◆ Task to complete:
The entries below must be copied exactly as they are.
START Records supplied
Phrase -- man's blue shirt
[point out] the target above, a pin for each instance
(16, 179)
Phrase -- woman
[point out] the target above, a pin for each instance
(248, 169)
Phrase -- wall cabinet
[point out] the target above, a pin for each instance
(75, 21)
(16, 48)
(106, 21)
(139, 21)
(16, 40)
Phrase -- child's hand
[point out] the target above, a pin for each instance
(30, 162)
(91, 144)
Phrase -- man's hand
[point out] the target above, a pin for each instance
END Records supplied
◆ Completed task:
Phrase -- man's blue shirt
[point out] the target above, a pin for each instance
(16, 179)
Phrase -- woman
[point out] the target above, a pin for each instance
(248, 169)
Phrase -- wall cabinet
[point out] the target above, a pin for each instance
(75, 21)
(16, 48)
(106, 21)
(139, 21)
(16, 40)
Phrase -- child's hand
[point out] the target above, a pin for each instance
(30, 162)
(91, 144)
Phrase -- man's hand
[point out] the target above, a pin for each instance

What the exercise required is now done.